→ **Ausgangstext**:

Die digitale Schnitzler-Edition bietet Manuskriptseiten in einer Parallelansicht von Faksimile und diplomatischer Umschrift dar, wobei letztere unter anderem Streichungen und Überschreibungen grafisch hervorhebt (Schnitzler, 2024a, Reiter „Legende“ aktiviert). Zu allen veränderten Textstellen auf einer Seite kann man in einer Randspalte aber zusätzliche „Annotationen“ aufrufen. Ein Reiter ermöglicht es, sich scheinbar sämtliche Ersetzungen und Tilgungen auf der gewählten Seite anzeigen zu lassen. Etwas verwirrend ist dabei, dass dieselbe Textstelle sowohl unter „Tilgung“ wie auch „Ersetzung“ aufgelistet ist, wenn es sich um ersetzten Text handelt (ebd., Reiter „Annotationen [transkriptübergreifend]“ aktiviert, Z. 4: „die Luft“). Zudem werden reine Tilgungen manchmal unter „Tilgung“ aufgelistet (Schnitzler, 2024c, Reiter „Annotationen [transkriptübergreifend]“ aktiviert, Z. 16: „oh Gott“), manchmal aber auch nicht. Und unter „Ersetzung“ sind die – freilich grafisch hervorgehobenen – Überschreibungen nicht aufgeführt (Schnitzler, 2024a, Reiter „Annotationen [transkriptübergreifend]“ aktiviert, Z. 9f: Das gestrichene „einä“ auf Z. 9 ist unter „Tilgung“ nicht aufgeführt, die Überschreibung von „sah“ mit „hat“ auf Z. 10 fehlt unter „Ersetzung“).

→ **Gegebene Daten**:
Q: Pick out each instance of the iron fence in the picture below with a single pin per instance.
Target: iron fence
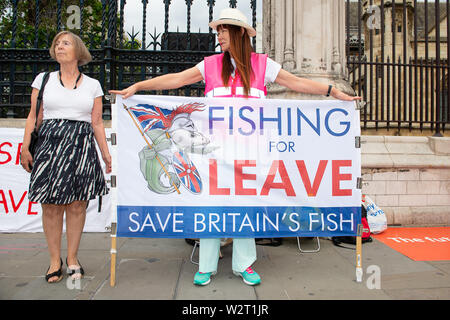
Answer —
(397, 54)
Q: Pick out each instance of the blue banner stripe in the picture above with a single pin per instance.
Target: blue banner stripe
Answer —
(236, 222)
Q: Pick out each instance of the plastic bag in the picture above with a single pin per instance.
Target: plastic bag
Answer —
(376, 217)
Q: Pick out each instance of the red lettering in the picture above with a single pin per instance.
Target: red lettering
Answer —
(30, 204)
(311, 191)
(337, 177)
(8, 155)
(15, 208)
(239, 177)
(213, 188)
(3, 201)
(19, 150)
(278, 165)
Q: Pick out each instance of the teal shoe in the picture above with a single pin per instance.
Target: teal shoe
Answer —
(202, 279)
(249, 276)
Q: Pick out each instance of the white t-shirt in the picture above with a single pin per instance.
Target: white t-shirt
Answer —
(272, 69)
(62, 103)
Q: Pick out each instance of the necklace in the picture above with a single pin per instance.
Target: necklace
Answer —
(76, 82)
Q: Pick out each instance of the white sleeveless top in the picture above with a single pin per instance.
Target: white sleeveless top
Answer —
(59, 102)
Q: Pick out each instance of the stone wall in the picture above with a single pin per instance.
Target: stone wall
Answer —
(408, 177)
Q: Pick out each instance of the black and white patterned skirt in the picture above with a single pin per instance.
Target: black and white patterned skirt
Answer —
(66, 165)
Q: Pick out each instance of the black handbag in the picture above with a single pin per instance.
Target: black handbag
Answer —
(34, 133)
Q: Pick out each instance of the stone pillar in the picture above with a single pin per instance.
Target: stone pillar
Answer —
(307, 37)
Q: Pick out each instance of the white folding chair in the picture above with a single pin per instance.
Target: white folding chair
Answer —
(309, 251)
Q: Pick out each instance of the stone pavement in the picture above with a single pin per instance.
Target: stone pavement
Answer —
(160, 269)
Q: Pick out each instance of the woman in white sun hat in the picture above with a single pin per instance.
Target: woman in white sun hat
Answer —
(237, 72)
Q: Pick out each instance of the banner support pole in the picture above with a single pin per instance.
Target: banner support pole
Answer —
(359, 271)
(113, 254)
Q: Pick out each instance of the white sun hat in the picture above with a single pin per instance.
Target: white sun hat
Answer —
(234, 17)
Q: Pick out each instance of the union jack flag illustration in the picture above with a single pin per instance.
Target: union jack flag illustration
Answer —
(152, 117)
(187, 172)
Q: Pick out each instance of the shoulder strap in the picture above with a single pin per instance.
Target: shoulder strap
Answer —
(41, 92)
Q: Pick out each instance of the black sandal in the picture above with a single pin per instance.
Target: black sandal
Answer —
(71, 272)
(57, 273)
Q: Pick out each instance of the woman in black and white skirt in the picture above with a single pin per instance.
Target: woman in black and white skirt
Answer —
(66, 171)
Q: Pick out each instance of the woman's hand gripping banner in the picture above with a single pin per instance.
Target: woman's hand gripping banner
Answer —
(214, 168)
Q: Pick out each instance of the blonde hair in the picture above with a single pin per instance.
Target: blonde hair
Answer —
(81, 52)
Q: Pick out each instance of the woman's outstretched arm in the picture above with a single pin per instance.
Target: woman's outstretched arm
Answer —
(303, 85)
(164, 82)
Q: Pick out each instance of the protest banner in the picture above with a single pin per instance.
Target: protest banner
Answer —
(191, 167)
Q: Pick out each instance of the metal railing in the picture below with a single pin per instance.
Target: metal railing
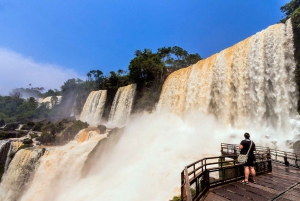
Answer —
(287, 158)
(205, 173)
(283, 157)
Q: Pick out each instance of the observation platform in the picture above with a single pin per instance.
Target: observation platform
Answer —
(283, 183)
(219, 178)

...

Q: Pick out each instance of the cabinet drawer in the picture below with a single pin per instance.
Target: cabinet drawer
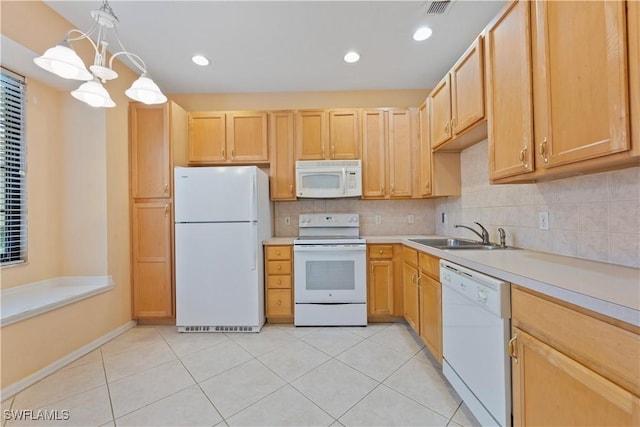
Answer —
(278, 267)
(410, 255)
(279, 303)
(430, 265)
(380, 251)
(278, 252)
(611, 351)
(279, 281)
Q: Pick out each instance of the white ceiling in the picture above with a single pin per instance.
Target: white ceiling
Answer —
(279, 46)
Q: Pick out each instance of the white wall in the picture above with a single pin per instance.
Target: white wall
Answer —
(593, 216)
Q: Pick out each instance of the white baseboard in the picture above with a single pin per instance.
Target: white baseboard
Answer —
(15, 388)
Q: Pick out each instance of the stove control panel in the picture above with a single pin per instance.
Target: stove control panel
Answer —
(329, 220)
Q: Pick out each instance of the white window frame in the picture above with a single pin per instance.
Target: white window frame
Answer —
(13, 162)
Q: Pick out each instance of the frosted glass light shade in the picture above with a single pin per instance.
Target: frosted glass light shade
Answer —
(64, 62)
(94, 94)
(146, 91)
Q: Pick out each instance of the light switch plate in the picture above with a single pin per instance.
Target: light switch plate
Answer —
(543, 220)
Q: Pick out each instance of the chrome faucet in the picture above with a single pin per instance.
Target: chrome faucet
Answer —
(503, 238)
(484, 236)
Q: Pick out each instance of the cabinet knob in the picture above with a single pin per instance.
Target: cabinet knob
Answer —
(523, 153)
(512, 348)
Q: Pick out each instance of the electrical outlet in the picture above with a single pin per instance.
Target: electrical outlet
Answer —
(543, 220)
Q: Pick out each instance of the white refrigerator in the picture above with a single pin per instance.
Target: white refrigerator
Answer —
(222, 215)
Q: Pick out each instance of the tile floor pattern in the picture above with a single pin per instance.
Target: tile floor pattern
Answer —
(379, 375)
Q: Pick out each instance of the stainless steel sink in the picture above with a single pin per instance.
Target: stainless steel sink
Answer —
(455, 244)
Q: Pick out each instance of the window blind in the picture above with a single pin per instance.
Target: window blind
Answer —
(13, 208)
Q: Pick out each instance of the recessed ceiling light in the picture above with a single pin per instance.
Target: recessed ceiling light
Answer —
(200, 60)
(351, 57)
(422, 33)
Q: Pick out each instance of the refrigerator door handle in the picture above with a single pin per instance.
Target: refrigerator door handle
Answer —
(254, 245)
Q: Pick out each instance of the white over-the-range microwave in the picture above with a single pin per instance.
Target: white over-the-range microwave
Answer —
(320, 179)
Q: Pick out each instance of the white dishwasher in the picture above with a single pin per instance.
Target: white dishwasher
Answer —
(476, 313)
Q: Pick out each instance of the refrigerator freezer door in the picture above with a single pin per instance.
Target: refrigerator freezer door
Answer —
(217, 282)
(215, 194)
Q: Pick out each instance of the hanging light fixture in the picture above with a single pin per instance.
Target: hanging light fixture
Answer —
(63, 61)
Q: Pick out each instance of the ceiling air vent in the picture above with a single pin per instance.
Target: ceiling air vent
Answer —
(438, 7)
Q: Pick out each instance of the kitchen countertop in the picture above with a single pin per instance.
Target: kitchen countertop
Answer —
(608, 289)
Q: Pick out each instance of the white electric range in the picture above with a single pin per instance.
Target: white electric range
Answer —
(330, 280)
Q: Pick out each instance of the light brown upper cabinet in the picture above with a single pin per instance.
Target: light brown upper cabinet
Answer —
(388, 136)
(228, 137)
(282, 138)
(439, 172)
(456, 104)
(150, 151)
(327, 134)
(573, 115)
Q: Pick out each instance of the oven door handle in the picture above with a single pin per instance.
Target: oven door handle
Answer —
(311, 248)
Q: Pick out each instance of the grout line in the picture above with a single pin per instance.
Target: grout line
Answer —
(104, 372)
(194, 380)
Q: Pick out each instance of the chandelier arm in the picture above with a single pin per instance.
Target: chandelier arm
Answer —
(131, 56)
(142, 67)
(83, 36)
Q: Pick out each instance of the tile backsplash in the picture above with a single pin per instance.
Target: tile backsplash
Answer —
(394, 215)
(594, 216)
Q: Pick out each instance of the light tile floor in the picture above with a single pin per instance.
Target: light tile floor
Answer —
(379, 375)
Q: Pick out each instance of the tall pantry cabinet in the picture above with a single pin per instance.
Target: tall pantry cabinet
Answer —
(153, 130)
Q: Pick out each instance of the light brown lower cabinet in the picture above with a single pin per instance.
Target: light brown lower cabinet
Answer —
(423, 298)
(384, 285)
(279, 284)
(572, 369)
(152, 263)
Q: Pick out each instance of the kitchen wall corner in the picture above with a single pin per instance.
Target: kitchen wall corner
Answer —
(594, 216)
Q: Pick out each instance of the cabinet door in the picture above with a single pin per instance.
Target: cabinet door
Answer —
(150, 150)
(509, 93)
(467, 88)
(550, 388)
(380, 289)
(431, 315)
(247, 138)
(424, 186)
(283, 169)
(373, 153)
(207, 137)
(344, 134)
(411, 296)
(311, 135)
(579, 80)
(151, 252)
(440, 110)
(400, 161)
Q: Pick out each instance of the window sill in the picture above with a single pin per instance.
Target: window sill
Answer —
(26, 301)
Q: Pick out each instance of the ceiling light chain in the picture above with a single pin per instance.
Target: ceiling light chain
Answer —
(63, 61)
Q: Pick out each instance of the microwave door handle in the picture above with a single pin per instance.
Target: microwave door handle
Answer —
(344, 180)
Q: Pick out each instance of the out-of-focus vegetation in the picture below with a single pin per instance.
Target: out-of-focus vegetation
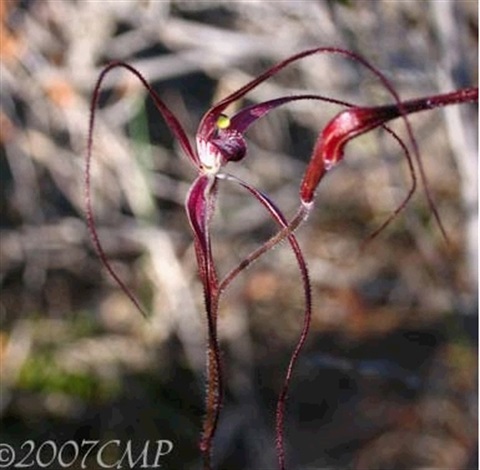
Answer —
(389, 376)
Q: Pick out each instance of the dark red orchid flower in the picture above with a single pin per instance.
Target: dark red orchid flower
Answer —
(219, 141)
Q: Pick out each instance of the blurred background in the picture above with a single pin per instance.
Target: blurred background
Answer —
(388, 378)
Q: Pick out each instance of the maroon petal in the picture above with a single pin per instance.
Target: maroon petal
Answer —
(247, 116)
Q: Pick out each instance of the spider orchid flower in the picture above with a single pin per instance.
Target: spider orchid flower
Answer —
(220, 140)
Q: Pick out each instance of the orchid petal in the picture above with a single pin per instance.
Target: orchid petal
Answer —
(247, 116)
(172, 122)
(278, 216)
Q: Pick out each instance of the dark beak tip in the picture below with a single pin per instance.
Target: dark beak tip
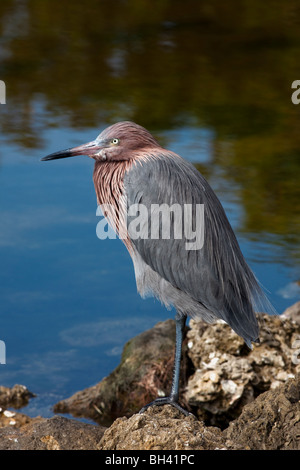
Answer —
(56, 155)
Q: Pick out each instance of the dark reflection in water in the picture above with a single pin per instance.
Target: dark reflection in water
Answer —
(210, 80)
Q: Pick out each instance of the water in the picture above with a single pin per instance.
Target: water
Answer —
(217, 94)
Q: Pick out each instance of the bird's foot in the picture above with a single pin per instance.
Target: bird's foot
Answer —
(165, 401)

* * *

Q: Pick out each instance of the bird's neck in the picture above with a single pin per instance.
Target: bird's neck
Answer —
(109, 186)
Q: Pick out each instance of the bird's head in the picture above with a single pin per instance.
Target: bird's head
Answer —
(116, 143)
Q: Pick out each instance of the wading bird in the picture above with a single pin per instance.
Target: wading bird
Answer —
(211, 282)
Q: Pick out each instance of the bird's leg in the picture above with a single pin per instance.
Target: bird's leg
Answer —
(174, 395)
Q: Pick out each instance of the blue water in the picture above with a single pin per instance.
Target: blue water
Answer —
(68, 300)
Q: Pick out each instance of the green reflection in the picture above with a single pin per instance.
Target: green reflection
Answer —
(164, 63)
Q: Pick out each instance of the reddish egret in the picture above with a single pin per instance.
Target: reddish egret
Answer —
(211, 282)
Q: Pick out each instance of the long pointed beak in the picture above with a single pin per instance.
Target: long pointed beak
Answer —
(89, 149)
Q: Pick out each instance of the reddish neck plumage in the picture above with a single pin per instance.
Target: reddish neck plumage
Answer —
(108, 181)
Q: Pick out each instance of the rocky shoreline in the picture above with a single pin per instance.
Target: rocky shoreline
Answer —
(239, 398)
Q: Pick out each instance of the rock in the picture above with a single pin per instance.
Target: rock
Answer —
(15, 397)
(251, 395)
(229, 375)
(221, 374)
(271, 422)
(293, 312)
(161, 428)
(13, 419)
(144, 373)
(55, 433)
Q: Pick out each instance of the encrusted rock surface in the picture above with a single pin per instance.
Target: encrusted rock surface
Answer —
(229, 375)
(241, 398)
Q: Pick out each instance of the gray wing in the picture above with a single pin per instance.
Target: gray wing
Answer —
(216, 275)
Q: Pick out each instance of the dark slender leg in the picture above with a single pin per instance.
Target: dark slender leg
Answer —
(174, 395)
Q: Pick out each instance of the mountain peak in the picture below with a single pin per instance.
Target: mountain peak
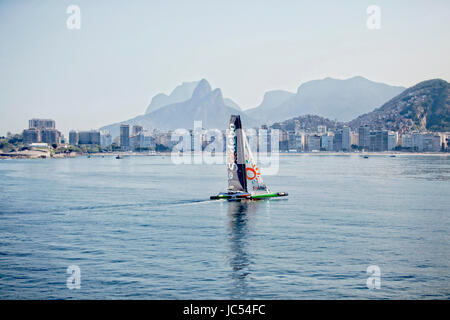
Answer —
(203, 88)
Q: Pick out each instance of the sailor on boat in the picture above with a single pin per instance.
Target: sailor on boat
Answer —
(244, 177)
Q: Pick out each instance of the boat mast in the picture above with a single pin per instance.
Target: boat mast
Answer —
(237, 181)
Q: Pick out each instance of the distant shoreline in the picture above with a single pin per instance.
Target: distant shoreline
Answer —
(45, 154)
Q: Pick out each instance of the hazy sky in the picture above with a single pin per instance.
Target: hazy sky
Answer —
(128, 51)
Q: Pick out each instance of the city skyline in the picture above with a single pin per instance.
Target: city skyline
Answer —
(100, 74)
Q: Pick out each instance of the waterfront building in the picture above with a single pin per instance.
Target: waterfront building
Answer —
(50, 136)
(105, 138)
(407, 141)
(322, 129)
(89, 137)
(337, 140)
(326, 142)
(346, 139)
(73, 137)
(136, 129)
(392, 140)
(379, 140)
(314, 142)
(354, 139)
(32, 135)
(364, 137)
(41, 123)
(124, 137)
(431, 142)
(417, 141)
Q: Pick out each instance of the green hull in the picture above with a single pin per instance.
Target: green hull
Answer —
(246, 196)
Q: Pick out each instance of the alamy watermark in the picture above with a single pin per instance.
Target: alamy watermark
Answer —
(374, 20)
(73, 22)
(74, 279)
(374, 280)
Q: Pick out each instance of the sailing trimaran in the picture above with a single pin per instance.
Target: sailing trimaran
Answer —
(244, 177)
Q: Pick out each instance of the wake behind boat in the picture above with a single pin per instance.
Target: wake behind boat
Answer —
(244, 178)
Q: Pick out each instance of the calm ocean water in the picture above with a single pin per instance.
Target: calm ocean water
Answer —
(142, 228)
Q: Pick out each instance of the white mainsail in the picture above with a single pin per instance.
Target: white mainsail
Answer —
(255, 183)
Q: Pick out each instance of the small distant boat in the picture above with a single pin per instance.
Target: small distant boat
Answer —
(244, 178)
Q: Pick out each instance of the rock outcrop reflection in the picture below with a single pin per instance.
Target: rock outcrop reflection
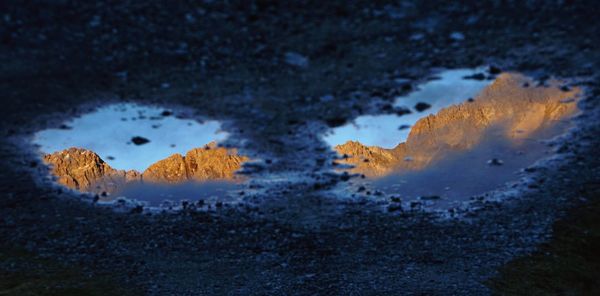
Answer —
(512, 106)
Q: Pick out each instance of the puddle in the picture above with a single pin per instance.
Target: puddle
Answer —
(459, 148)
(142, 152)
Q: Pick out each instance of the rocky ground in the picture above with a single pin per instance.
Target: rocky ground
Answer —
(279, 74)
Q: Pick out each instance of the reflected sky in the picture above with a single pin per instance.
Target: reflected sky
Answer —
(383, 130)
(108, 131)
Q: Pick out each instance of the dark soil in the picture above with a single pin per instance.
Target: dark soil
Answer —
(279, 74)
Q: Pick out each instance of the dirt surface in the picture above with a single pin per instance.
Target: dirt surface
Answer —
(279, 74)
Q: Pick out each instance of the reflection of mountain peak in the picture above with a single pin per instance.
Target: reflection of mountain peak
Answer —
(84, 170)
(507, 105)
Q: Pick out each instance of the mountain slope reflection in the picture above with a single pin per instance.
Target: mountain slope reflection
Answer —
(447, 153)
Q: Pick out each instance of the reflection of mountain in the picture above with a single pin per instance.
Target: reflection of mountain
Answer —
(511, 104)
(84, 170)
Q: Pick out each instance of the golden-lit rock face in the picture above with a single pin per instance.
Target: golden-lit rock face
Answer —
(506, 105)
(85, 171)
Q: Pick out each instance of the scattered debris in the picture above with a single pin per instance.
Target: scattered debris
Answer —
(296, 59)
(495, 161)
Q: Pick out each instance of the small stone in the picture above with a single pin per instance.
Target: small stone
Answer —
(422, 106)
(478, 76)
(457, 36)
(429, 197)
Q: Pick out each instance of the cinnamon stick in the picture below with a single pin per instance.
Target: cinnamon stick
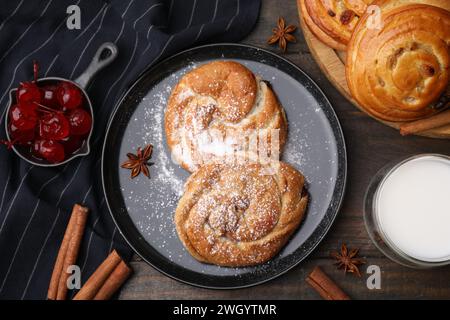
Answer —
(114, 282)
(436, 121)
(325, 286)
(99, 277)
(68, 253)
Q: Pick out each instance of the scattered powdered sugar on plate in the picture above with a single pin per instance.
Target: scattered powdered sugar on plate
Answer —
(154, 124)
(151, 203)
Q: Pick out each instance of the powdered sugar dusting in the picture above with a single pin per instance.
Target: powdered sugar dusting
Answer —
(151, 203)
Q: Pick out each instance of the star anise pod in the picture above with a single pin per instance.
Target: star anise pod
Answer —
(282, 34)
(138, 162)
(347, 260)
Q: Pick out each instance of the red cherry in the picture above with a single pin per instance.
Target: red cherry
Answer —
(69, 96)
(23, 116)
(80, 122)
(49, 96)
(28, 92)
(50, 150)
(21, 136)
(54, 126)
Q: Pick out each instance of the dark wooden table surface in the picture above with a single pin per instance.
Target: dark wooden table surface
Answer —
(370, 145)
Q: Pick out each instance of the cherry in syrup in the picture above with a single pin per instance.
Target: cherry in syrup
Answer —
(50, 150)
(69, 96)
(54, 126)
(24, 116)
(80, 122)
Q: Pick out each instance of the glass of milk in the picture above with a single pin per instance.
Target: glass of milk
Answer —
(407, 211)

→ **Ihre Aufgaben**:
1. Erklären Sie, was der Ausgangstext an der Annotationsansicht als „etwas verwirrend“ bezeichnet und worin das Verwirrende liegt.
2. Beantworten Sie anhand des Ausgangstexts folgende Fragen:
(a) Welche beiden Darstellungen zeigt die Parallelansicht der Manuskriptseiten?
(b) Welche reine Tilgung wird laut Text unter „Tilgung“ aufgelistet?
(c) Welche Überschreibung fehlt unter „Ersetzung“?

→ **Lösungen**:
1. Als etwas verwirrend gilt, dass dieselbe Textstelle sowohl unter „Tilgung“ als auch unter „Ersetzung“ aufgelistet wird, wenn es sich um ersetzten Text handelt. Der Text nennt dafür „die Luft“ in Zeile 4 als Beispiel.

2.
(a) Das Faksimile und die diplomatische Umschrift.
(b) „oh Gott“ in Zeile 16.
(c) Die Überschreibung von „sah“ mit „hat“ in Zeile 10.